• _Dataset extract_:

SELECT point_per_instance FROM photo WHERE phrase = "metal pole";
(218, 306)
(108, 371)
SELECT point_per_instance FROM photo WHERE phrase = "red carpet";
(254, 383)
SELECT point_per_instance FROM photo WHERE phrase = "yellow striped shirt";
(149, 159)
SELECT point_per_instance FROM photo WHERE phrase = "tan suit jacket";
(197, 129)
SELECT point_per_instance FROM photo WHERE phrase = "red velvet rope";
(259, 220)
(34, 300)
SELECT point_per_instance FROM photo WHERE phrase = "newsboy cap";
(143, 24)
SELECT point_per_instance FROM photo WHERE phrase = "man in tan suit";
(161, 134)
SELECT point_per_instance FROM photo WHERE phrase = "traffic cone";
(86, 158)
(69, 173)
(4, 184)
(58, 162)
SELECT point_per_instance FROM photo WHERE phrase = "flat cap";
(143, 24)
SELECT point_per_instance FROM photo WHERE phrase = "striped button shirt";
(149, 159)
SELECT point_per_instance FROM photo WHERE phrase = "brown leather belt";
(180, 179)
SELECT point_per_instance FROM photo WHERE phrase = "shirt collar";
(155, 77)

• _Exercise_:
Each line of the material above needs to be quoted exactly, please.

• _Answer section_:
SELECT point_per_instance FROM photo WHERE phrase = "metal pole";
(218, 306)
(108, 371)
SELECT point_per_instance FROM photo WHERE phrase = "red carpet";
(254, 383)
SELECT point_per_instance FROM photo WHERE phrase = "yellow striped shirt";
(149, 159)
SELECT point_per_instance FROM photo WHERE phrase = "tan suit jacket";
(197, 129)
SELECT point_per_instance FROM photo WHERE phrase = "red velvet rope";
(259, 220)
(34, 300)
SELECT point_per_instance FROM photo WHERE phrase = "newsboy cap";
(143, 24)
SELECT point_per_instance FROM photo WHERE phrase = "man in tan suit";
(161, 134)
SELECT point_per_instance FROM photo WHERE phrase = "traffic cone";
(86, 158)
(69, 173)
(4, 184)
(58, 162)
SELECT point_per_instance FROM photo WHERE phrase = "flat cap";
(143, 24)
SELECT point_per_instance FROM photo WHERE phrase = "striped button shirt";
(149, 159)
SELECT point_per_instance FROM photo WHERE phrase = "brown leather belt";
(180, 179)
SELECT point_per_instance FROM photo WHERE phrase = "shirt collar";
(155, 77)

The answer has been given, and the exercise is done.